## START

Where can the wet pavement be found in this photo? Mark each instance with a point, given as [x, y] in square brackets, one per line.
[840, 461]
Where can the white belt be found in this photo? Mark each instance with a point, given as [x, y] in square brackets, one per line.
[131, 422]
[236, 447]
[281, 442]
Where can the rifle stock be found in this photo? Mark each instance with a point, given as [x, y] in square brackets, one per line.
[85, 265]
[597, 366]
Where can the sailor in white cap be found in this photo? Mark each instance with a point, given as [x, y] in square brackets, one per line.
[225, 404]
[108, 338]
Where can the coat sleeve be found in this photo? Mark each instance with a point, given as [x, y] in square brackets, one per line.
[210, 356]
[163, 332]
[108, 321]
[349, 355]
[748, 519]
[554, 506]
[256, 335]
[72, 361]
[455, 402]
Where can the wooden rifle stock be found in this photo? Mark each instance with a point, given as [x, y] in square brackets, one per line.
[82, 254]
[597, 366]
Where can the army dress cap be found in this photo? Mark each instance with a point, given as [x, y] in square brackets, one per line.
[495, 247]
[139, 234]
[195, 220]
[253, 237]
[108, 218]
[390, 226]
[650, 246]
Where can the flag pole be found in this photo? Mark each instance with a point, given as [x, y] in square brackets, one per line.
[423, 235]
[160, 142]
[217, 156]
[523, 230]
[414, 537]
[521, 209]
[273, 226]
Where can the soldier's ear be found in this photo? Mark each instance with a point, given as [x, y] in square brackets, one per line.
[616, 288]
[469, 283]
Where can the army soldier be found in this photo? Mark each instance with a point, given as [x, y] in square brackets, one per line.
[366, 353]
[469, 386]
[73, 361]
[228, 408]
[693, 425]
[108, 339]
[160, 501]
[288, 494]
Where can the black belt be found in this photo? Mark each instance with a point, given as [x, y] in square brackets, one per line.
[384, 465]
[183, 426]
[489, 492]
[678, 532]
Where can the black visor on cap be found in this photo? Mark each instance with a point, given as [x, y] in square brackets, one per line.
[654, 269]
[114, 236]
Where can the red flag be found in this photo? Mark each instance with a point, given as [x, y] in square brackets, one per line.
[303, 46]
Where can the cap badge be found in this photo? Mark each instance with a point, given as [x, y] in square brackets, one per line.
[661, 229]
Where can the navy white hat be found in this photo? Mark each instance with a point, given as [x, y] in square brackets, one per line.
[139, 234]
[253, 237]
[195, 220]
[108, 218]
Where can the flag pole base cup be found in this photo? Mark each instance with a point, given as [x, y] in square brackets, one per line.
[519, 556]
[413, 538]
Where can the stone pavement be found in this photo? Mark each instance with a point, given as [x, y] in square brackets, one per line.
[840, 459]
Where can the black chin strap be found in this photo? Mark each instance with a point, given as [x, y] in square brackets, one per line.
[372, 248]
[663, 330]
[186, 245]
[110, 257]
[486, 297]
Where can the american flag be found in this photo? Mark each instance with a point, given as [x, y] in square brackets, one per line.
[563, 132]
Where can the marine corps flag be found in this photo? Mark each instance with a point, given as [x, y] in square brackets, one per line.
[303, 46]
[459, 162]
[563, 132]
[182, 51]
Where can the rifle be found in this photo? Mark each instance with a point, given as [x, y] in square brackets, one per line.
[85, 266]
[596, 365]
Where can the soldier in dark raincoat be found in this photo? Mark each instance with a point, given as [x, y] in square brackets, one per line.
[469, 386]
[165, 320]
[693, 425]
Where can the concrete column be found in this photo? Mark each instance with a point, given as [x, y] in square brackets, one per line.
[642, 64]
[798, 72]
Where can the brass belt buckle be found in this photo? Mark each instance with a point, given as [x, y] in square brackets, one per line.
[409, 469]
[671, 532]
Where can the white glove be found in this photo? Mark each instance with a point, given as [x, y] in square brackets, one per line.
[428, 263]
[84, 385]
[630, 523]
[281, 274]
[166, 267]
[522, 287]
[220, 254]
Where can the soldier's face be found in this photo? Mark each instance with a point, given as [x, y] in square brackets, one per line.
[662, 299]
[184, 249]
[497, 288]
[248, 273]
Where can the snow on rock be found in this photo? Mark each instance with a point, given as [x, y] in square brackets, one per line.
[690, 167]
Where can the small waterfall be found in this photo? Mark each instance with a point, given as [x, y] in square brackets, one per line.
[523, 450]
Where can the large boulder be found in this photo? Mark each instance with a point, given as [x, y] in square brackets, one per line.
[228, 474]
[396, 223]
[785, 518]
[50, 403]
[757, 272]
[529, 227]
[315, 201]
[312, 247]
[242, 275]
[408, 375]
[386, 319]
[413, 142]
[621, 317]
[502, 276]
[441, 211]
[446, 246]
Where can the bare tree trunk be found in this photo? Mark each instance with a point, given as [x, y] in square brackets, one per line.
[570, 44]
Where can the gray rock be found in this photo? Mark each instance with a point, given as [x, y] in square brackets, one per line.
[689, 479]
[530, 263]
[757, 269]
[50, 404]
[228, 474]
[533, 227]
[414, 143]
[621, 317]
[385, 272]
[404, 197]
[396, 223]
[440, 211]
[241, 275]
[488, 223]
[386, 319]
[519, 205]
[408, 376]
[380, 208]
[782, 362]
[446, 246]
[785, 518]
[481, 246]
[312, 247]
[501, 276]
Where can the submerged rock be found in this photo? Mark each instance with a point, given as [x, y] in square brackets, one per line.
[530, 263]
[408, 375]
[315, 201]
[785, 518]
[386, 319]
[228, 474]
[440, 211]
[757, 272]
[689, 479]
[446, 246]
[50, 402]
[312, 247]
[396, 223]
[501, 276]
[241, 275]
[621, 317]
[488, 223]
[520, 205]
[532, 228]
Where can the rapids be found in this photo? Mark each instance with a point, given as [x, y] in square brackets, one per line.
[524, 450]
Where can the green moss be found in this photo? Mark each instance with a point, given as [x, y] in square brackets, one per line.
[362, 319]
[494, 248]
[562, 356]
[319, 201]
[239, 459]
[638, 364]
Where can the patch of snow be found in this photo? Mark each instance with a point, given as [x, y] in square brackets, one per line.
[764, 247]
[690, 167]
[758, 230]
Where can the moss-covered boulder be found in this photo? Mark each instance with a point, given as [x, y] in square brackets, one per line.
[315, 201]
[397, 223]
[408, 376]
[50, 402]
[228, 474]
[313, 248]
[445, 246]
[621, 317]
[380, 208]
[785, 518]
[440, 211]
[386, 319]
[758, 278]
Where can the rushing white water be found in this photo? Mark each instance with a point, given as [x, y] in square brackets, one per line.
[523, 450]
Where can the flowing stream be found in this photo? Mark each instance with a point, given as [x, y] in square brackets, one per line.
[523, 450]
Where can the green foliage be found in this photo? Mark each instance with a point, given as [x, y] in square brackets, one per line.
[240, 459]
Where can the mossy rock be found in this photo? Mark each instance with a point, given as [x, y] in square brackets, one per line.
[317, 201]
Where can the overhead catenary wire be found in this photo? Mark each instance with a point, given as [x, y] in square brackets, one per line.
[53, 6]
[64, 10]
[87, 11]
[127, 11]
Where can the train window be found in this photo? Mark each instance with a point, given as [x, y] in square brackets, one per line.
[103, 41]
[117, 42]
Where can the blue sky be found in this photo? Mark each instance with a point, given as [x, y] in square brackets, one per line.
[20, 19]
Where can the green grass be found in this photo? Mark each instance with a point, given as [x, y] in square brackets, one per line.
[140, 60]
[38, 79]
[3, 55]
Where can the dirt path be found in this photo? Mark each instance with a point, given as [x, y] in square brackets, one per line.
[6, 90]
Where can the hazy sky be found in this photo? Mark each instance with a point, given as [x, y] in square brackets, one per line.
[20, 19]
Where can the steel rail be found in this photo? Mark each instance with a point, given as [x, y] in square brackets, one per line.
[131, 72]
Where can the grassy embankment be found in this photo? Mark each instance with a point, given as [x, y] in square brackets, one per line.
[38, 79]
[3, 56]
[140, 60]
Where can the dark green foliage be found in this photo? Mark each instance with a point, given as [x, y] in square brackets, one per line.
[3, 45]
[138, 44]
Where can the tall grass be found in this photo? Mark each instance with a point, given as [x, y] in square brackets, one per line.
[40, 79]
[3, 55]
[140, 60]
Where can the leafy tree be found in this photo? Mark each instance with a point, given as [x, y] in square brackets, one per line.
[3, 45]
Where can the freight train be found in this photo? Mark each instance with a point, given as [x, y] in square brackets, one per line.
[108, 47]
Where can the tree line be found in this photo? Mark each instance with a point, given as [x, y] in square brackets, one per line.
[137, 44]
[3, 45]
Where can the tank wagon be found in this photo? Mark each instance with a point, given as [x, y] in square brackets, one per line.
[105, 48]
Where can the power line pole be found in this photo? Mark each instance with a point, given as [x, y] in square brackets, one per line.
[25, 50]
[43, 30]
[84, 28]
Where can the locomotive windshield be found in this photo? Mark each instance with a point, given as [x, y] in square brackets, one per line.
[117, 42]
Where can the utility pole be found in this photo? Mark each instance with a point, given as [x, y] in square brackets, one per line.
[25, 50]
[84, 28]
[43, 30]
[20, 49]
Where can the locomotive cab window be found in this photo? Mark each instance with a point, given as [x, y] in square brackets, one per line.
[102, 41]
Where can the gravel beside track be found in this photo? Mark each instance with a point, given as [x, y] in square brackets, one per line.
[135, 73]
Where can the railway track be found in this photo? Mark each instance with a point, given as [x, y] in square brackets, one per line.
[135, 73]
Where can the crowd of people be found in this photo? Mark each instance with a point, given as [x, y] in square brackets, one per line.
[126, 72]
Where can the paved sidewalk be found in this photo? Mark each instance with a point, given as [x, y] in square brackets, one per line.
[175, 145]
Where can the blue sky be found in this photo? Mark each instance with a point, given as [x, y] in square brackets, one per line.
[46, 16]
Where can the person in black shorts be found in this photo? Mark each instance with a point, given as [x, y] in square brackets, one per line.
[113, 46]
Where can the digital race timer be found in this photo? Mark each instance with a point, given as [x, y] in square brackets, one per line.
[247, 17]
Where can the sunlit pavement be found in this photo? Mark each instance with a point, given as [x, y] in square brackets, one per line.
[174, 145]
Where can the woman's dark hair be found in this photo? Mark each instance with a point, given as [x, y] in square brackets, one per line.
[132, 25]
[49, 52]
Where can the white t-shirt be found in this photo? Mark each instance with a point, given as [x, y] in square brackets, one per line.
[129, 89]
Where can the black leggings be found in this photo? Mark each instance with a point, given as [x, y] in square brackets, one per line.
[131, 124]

## END

Copy exactly the lines from the one containing "Where can the crowd" through the last line of the records, both included, and nothing else.

Where can the crowd of people be found in this photo? Mark each instance with a point, given as [x, y] in square brackets, one per line.
[126, 72]
Where can the paved sidewalk be found in this photo? Mark each instance with a point, given as [x, y] in square brackets, one per line.
[175, 145]
Where can the blue sky be found in this photo? Mark each instance with a point, given as [x, y] in square brackets, one per line.
[46, 16]
Where can the person in black shorts be found in this photo? Mark each instance with a point, given as [x, y] in square brackets, one per line.
[113, 46]
Where can the digital race timer be found in this photo? Mark each instance with a point, given as [x, y] in square brackets, one per line.
[247, 17]
Where can the sunlit pavement be found in this photo? Mark each instance with a point, given as [x, y] in square brackets, one per line.
[174, 145]
Where can the woman's dark hair be found in this photo? Mark each instance with a point, given as [x, y] in square brackets, one per line.
[132, 25]
[49, 52]
Where can the white t-shirt be found in this photo? Mark each instance with a point, given as [x, y] in square brackets, one per line.
[129, 89]
Where can the black leggings be found in this photo? Mark each instance with a point, given as [x, y] in square brackets, one per line.
[131, 124]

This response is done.